--- Document extract ---

March 19th, 2009 at 8:20 am
You worked in a bank…quite the expert. Keep buying penny stocks, Pollyanna.
March 19th, 2009 at 8:21 am
Brian Peterson, President of the Mortgage Brokers Association of B.C. says blah blah blah blah.
March 19th, 2009 at 8:25 am
Nope, never said I was an expert. Just chiming in with my opinions like the rest of you.
March 19th, 2009 at 8:43 am
Raven:
Brian Peterson, President of the Mortgage Brokers Association of B.C. says:
- like many others, he tries to give us the impression that Canada-wide statistics are relevant to BC. They’re not.
- doesn’t mention that the reason that mortgage arrears were recently at record lows is that at the top of the market anyone can sell for cash or refinance. It’s only when prices start falling that the properties become upside down and the borrowers get into trouble. Mortgage arrears were also at record lows at the top of the market in the US.
March 19th, 2009 at 8:45 am
Subprime in the US represents 22%, and its characterized as an unprecedented disaster. Canada’s subprime represents 7%, (likely higher in the Lower Mainland) roughly a third of the US’s, and its characterized as a non-issue.
We may be floating at a higher level than the US, but in the subprime context we’re still circling around the same porcelain convenience.
March 19th, 2009 at 9:21 am
The subprime versus prime issue is really just a sidetrack.
There are plenty of prime borrowers who either bought at the extreme edge of their means (and cannot generate savings to protect themselves from future downturns).
There are plenty of prime borrowers who couldn’t handle a small jump in interest rates.
There are plenty of prime borrowers who have borrowed heavily against the assessed value of their home.
There are plenty of prime borrowers who have speculated and bought up multiple cash-flow negative properties. (And most investors think they’re “long-term” until things get scary.)
Markets have fallen without the aid of massive subprime lending in the past and they will do again. Subprime is just kindling.
March 19th, 2009 at 9:27 am
ella:
The subprime versus prime issue is really just a sidetrack.
It certainly is. What matters is price/income and price/rent. Everything else is just details.
March 19th, 2009 at 10:00 am
man, they are pumping RE hard on the Bill Good Show this morning… rents will never go down, says Good… Ozzie saying it’s a great time to buy, blah.. blah.. blah. Some good callers though.
March 19th, 2009 at 10:01 am
If you ever want to get an idea for how stupid Vancouver condos are have a look at condos for sale in Honolulu. You can get a 2 bed condo in Waikiki for well under $300K. If you’ve ever been to Hawaii you know that it’s a way better place than Vancouver could ever hope to be even if you discount the climate.

---

§ **Challenges**
• 1. Reproduce word for word the part of the housing comment thread that runs from "Markets have fallen" down to "is just details.".
• 2. Using the housing comment thread, decide whether each statement below agrees with it. Answer yes or no for each, and quote the words from the thread that settle it.
(a) Canada's subprime lending is put at 7%.
(b) One commenter says a 2 bed condo in Waikiki costs well over $300K.
(c) One commenter claims to be an expert.

--- Data supplied ---

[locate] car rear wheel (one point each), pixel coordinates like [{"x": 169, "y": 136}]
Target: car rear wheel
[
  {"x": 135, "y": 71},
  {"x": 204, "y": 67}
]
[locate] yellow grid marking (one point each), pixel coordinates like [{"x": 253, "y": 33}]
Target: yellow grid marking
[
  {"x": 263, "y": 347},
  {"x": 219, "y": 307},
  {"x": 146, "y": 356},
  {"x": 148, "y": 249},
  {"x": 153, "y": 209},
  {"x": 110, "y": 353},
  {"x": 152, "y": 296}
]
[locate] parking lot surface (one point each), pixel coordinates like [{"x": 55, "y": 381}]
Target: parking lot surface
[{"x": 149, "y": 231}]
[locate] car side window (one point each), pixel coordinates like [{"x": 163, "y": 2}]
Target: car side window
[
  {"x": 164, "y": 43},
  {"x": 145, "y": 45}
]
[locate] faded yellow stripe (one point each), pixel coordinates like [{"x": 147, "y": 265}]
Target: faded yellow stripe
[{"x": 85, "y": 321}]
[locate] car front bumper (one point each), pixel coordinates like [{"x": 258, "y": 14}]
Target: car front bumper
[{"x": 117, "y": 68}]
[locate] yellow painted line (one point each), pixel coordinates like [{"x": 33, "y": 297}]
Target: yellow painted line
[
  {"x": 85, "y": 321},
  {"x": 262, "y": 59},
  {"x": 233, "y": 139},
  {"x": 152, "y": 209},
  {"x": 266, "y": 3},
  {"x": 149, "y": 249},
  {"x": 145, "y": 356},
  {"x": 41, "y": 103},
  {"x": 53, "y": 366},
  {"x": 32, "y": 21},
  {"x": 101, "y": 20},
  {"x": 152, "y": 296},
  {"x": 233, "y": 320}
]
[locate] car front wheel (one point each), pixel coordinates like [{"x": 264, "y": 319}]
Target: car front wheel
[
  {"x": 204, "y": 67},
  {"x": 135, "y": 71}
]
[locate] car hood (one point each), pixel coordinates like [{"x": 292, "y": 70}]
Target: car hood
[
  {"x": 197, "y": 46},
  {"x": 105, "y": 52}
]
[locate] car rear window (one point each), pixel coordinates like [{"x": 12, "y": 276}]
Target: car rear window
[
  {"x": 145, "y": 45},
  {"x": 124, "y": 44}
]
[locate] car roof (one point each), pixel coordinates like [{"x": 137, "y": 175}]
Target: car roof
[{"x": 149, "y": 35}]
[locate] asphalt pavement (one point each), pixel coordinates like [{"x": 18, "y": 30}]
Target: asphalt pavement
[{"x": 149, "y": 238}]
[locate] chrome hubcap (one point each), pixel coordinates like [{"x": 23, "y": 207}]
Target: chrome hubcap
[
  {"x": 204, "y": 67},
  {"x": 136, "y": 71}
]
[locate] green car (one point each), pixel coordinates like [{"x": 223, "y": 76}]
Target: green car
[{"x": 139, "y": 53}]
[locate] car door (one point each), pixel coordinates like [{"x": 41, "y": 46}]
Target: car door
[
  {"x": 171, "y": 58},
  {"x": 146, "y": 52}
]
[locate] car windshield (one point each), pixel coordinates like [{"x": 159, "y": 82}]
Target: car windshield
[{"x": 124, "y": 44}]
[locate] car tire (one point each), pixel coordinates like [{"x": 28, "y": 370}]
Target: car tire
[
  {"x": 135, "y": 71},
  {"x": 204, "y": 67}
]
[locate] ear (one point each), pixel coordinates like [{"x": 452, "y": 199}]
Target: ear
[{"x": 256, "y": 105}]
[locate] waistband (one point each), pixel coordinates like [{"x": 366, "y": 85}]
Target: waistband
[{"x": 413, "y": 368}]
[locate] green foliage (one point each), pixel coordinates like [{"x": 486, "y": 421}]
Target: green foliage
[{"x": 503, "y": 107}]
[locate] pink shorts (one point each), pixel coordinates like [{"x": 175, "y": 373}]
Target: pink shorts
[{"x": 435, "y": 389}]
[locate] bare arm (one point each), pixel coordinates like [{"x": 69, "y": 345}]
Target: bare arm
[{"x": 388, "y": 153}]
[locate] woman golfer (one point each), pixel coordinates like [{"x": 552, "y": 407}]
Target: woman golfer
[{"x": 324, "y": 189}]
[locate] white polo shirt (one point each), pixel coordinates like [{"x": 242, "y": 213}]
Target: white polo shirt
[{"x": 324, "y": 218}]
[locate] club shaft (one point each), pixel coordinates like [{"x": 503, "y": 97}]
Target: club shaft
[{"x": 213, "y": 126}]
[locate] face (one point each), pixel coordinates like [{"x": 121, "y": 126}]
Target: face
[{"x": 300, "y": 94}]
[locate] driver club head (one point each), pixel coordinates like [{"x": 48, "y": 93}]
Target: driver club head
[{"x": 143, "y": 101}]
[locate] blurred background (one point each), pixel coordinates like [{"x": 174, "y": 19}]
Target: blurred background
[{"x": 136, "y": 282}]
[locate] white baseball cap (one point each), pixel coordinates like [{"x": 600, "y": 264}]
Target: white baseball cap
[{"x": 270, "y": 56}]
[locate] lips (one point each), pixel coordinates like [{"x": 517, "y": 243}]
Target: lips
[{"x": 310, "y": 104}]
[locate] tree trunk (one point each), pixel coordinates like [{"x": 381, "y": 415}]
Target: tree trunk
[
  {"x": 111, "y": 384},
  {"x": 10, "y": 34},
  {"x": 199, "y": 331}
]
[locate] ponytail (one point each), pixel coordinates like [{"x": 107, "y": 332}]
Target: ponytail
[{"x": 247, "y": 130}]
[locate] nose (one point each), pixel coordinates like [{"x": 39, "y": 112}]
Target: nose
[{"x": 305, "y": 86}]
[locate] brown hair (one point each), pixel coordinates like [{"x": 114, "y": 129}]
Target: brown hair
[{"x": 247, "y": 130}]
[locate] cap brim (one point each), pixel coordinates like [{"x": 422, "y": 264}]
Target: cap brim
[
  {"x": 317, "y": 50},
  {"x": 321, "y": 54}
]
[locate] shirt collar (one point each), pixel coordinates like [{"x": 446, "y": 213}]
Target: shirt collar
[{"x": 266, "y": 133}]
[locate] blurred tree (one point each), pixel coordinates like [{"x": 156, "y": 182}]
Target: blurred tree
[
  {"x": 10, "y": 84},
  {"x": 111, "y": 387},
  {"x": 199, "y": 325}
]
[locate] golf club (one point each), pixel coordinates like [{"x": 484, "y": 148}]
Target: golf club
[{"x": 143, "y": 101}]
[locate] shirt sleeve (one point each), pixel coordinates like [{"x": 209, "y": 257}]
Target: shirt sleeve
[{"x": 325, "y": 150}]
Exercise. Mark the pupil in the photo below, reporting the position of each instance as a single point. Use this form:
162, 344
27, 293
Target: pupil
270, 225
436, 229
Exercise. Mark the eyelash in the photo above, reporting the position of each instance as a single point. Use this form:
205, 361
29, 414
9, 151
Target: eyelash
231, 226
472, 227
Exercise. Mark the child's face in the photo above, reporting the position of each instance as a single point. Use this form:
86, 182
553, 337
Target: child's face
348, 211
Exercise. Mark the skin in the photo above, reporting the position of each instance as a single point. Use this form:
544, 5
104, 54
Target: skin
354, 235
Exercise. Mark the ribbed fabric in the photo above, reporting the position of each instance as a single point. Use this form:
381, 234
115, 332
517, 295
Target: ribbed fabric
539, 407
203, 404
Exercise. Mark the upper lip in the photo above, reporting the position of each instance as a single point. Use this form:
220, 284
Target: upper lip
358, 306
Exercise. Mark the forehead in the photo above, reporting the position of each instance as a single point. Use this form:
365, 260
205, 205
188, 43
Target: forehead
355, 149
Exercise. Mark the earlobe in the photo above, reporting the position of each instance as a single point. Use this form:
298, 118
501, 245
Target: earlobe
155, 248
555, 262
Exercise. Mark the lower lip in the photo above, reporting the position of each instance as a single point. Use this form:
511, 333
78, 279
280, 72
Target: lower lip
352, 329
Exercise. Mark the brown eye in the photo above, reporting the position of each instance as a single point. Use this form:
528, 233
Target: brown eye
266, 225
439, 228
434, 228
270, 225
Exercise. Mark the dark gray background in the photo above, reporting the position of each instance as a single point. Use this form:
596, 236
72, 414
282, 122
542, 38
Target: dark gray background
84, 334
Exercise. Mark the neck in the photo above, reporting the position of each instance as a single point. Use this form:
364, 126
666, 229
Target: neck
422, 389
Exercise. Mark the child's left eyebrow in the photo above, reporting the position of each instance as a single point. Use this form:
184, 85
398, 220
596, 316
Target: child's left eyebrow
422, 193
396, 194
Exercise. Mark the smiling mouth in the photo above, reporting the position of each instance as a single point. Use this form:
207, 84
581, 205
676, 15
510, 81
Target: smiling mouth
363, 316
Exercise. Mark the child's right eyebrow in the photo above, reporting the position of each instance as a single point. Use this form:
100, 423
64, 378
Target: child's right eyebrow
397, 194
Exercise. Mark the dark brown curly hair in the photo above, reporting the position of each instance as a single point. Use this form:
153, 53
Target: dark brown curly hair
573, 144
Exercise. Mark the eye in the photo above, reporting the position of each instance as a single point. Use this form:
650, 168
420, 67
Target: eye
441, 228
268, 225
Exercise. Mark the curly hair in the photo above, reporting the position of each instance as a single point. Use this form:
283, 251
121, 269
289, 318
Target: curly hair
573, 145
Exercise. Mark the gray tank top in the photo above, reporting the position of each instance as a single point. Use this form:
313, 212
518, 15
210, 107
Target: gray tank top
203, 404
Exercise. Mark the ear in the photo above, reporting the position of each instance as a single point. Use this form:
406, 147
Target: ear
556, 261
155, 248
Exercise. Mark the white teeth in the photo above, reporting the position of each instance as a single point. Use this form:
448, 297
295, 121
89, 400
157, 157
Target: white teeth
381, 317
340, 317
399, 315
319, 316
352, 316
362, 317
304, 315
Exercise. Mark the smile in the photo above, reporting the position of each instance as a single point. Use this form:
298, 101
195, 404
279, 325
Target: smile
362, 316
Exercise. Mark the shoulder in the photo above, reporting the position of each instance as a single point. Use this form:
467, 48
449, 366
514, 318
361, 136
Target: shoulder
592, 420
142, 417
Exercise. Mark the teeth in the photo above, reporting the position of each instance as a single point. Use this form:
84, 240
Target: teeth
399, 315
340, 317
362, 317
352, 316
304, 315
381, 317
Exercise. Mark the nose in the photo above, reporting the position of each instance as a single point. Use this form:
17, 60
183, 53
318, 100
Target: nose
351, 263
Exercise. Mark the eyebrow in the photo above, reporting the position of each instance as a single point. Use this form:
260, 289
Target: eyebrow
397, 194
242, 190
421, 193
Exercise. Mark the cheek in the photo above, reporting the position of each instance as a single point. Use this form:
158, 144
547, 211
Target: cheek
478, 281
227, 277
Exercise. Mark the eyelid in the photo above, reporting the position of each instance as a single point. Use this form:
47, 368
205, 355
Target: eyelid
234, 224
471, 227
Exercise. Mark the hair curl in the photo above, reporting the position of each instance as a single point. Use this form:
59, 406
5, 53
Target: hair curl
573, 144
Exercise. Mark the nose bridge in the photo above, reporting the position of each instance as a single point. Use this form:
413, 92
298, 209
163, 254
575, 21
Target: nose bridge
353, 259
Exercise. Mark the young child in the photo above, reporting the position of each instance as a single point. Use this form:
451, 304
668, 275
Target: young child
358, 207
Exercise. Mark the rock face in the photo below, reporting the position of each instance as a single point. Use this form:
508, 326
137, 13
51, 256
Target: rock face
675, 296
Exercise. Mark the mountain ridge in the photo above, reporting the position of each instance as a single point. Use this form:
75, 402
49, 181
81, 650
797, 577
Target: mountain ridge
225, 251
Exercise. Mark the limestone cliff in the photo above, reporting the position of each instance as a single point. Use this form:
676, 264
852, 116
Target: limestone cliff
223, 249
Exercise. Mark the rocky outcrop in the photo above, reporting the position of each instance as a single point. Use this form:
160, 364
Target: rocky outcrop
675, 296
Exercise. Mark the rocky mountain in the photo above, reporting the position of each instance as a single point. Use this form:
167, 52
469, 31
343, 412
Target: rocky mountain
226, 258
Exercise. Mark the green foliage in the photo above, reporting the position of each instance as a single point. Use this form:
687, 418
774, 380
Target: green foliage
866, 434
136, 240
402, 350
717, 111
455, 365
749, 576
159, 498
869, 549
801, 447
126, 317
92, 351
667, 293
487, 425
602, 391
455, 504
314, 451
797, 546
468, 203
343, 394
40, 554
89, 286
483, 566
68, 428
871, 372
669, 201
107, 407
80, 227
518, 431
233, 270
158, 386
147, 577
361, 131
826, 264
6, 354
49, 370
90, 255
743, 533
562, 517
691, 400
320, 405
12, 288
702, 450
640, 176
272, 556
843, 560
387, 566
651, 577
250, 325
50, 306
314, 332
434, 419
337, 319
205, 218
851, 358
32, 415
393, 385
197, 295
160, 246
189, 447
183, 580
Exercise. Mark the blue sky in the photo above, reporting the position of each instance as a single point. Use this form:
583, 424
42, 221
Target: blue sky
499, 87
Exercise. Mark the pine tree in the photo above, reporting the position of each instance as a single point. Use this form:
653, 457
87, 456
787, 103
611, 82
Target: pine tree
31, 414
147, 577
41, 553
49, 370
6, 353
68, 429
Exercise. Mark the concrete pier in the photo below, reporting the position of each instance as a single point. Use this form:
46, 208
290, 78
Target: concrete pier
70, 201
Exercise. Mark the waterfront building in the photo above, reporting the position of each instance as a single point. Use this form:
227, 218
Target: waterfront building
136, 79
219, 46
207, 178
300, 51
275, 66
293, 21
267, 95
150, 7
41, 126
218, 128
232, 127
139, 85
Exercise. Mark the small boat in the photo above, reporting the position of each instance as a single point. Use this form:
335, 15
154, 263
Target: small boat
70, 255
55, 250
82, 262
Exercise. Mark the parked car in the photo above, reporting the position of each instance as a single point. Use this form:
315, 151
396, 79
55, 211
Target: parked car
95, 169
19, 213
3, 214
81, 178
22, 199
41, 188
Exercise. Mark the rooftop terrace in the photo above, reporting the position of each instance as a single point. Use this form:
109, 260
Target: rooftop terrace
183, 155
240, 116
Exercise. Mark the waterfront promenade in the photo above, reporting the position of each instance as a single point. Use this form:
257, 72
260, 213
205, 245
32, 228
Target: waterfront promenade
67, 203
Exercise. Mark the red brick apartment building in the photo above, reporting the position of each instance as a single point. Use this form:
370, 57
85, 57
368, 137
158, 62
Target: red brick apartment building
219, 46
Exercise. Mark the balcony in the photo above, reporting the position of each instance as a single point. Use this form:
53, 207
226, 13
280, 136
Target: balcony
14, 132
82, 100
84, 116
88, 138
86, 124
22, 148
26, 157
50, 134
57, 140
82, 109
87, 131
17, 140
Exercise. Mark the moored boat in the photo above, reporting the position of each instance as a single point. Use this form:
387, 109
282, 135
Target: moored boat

---

§ **Solutions**
• 1.
Markets have fallen without the aid of massive subprime lending in the past and they will do again. Subprime is just kindling.
March 19th, 2009 at 9:27 am
ella:
The subprime versus prime issue is really just a sidetrack.
It certainly is. What matters is price/income and price/rent. Everything else is just details.

• 2.
(a) Yes: "Canada’s subprime represents 7%"
(b) No: "You can get a 2 bed condo in Waikiki for well under $300K."
(c) No: "Nope, never said I was an expert."